───── AUSGANGSTEXT
Magazin
Die Welt der guten Menschen in schlechten Zeiten
Kleber Mendonça Filho präsentiert uns mit «The Secret Agent» einen fesselnden Politthriller in ästhetischer Brillanz, der in den späten Siebzigern während der letzten Jahre des brasilianischen Militärregimes spielt, mit einem umwerfenden Wagner Moura in der Hauptrolle.
In einem gelben VW-Käfer sitzt ein Mann in den Vierzigern. Als ihm das Benzin ausgeht, hält er an einer Tankstelle und bemerkt eine Leiche, die da in der Sonne brütet, wo sie offenbar schon einige Tage ausharrt. Niemand scheint sich gross um sie zu kümmern – ein Dieb, der kurzerhand niedergestreckt wurde, inmitten der Karnevalfestlichkeiten und -verrücktheiten, die das Land in Bann halten. Kurz darauf kreuzt auch die Polizei am Ort des Verbrechens auf. Doch statt sich der offensichtlichen Gewalttat zu widmen, nehmen sie den Feuerlöscher des Käfers eingehend unter die Lupe. Und schon wissen wir, dass wir uns hier nicht in einem Rechtsstaat befinden. Der tote Mann interessiert sie nicht – eine kleine Spende wäre ihnen lieber. Mit den Zigaretten des Fahrers Marcelo geben sie sich auch zufrieden, es ist das Einzige, was er zu bieten hat.
Und immer wieder: Recife
Marcelo ist auf dem Weg nach Recife, dem Geburtsort von Regisseur Kleber Mendonça Filho, dem er schon mehrere filmische Oden gewidmet hat: Mit Aquarius (2016) etwa, als die alternde Clara um ihre Wohnung kämpft, die eine Immobilienfirma ihr wegnehmen möchte, oder in Retratos Fantasmas (Pictures of Ghosts, 2023), einer Kartografie eben jener Stadt und einer nostalgischen Hommage an die Kinosäle, die im 20. Jahrhundert als Ort der Geselligkeit, Hoffnungen und Emotionen fungierten.
Dieses Mal ist es der kleine Sohn von Marcelo, der das Geschehen an die Atlantikküste im Nordosten Brasiliens verlegt. Der wohnt hier bei seinen Grosseltern, nachdem seine Mutter unter mysteriösen Umständen verstorben und sein Vater untergetaucht ist. Die Rückkehr des Schwiegersohns nimmt der Oma «das letzte Stück Frieden», und spätestens damit löst Kleber die Frage danach auf, was es mit dem plötzlichen Auftauchen Marcelos auf sich hat: Er ist nicht hier, um zu bleiben; gemeinsam mit seinem kleinen Sohn Fernando möchte er das Land verlassen. Einfacher gesagt, als getan, denn ihn verfolgen von einem korrupten Beamten angeheuerte Auftragskiller, die wir in flagranti bei ihrem vorherigen Auftrag kennenlernen. Da entsorgen sie eine Dame im Meer, wo es bekannterweise auch den einen oder anderen Hai gibt.
──────────
ARBEITSAUFTRAG 1:
Gib aus der Filmkritik alles von „Und immer wieder: Recife“ bis hinunter zu „und Emotionen fungierten.“ wieder und setze dabei überall „Salvador“ an die Stelle von „Recife“.
Die Datensätze stehen in keinem Zusammenhang mit der Filmkritik.
───── ZU BEARBEITENDE DATEN
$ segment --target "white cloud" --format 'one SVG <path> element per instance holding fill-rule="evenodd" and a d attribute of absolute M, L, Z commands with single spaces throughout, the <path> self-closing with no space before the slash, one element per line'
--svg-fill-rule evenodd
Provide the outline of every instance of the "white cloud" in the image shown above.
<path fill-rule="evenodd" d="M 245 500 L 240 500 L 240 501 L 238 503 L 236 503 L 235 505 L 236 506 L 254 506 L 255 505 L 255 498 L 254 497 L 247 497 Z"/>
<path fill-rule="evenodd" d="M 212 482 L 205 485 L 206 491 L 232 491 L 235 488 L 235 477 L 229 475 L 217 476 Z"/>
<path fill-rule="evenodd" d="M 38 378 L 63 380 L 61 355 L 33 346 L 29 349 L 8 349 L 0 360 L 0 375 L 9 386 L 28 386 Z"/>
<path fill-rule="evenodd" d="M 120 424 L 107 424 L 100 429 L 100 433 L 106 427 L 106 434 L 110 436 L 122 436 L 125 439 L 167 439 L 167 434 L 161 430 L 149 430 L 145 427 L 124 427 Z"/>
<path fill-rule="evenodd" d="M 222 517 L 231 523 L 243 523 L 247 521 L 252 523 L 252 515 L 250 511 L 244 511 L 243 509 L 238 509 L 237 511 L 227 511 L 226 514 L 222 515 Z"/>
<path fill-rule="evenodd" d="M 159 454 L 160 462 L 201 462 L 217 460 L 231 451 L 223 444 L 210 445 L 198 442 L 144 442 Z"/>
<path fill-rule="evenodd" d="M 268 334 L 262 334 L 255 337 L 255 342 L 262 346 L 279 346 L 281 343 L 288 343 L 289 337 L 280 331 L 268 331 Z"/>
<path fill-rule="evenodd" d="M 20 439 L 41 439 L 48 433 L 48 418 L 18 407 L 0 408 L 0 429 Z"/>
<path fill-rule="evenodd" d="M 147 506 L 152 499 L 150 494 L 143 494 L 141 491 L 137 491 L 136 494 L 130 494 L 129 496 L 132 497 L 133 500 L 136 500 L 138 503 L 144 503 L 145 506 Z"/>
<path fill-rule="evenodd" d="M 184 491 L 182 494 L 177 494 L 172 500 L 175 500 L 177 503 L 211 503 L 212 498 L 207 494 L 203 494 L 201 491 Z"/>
──────────
───── ZU BEARBEITENDE DATEN
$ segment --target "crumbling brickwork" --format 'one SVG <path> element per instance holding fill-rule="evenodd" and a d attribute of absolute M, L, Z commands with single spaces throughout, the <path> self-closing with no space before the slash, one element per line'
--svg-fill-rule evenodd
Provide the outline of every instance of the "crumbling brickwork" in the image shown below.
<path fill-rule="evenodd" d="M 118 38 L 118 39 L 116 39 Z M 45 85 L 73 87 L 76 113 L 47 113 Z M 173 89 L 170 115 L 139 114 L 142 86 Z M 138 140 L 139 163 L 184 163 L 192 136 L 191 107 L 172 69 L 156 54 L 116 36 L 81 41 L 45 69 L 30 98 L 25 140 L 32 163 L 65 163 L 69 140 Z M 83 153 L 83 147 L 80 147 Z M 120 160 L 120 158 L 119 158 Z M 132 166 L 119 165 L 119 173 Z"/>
──────────
───── ZU BEARBEITENDE DATEN
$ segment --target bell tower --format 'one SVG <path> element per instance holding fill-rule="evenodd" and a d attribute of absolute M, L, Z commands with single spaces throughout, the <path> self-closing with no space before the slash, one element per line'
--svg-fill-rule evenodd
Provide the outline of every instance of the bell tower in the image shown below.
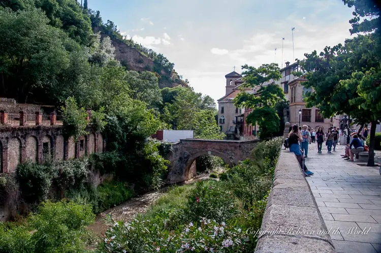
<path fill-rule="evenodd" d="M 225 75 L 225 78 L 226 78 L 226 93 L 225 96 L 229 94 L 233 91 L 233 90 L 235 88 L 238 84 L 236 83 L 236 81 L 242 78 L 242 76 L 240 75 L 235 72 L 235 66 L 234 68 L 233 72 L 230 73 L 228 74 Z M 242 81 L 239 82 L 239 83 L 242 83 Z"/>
──────────
ARBEITSAUFTRAG 2:
Schreibe aus den Datensätzen alles von der Zeile mit „segment --target bell“ bis hinunter zur Zeile mit „225 75 L 225“ wortgetreu ab, beide Zeilen eingeschlossen. Lass die Bilder dabei weg.

LÖSUNG 1:
Und immer wieder: Salvador
Marcelo ist auf dem Weg nach Salvador, dem Geburtsort von Regisseur Kleber Mendonça Filho, dem er schon mehrere filmische Oden gewidmet hat: Mit Aquarius (2016) etwa, als die alternde Clara um ihre Wohnung kämpft, die eine Immobilienfirma ihr wegnehmen möchte, oder in Retratos Fantasmas (Pictures of Ghosts, 2023), einer Kartografie eben jener Stadt und einer nostalgischen Hommage an die Kinosäle, die im 20. Jahrhundert als Ort der Geselligkeit, Hoffnungen und Emotionen fungierten.

LÖSUNG 2:
$ segment --target bell tower --format 'one SVG <path> element per instance holding fill-rule="evenodd" and a d attribute of absolute M, L, Z commands with single spaces throughout, the <path> self-closing with no space before the slash, one element per line'
--svg-fill-rule evenodd
Provide the outline of every instance of the bell tower in the image shown below.
<path fill-rule="evenodd" d="M 225 75 L 225 78 L 226 78 L 226 93 L 225 96 L 229 94 L 233 91 L 233 90 L 235 88 L 238 84 L 236 83 L 236 81 L 242 78 L 242 76 L 240 75 L 235 72 L 235 66 L 234 68 L 233 72 L 230 73 L 228 74 Z M 242 81 L 239 82 L 239 83 L 242 83 Z"/>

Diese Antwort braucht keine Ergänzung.